= WHAT IS BEING ASKED =
Start at the line containing "outline orange leather" and end with the line containing "201 145 L 203". Write those lines out again, changing "orange" to "tan" and leaving everything else as it is.

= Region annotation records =
· · · · · · ·

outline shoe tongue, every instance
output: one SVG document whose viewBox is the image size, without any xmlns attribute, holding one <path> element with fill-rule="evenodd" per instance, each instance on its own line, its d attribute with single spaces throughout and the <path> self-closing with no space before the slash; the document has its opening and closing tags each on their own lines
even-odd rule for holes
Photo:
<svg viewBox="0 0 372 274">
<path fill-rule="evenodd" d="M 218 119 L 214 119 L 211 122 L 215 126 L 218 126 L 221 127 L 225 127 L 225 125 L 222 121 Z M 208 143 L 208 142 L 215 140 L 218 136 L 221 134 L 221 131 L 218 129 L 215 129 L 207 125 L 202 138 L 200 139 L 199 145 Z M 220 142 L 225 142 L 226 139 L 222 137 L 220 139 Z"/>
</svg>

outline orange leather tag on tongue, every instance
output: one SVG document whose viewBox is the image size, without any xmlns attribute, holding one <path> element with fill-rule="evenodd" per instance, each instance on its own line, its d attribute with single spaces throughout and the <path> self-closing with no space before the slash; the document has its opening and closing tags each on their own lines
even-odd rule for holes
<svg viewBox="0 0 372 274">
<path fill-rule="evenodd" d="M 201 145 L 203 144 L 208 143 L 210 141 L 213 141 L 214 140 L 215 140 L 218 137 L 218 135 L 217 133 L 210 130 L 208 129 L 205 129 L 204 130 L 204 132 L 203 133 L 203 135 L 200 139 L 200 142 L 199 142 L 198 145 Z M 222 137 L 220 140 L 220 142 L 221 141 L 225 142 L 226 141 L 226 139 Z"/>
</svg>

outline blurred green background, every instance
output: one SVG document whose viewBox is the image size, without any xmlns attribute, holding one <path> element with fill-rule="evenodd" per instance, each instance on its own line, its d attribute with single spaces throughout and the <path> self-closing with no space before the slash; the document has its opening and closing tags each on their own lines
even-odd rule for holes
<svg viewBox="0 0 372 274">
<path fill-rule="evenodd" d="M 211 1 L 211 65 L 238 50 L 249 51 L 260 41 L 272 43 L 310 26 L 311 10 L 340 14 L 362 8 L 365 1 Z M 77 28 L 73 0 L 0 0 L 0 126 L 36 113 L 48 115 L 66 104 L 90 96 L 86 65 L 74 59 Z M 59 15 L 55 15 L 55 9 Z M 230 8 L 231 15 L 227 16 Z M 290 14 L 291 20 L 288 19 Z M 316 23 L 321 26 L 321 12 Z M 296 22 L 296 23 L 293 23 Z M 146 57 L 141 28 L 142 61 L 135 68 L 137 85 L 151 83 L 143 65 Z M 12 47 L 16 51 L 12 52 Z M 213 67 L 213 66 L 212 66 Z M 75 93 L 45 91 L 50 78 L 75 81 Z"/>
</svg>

· · · · · · ·

= THE RESPONSE =
outline tan leather tag on tongue, every instance
output: one SVG document whose viewBox is the image size, without any xmlns attribute, holding one <path> element with fill-rule="evenodd" per instance, each instance on its own line, its d attribute with single spaces throughout and the <path> self-closing with no space before the slash; the document has its opening and closing tags each on their own lines
even-odd rule for holes
<svg viewBox="0 0 372 274">
<path fill-rule="evenodd" d="M 201 145 L 203 144 L 208 143 L 210 141 L 213 141 L 214 140 L 215 140 L 218 137 L 218 135 L 217 133 L 210 130 L 208 129 L 205 129 L 204 130 L 204 132 L 203 133 L 203 135 L 200 139 L 200 142 L 199 142 L 198 145 Z M 222 137 L 220 140 L 220 142 L 221 141 L 225 142 L 226 141 L 226 139 Z"/>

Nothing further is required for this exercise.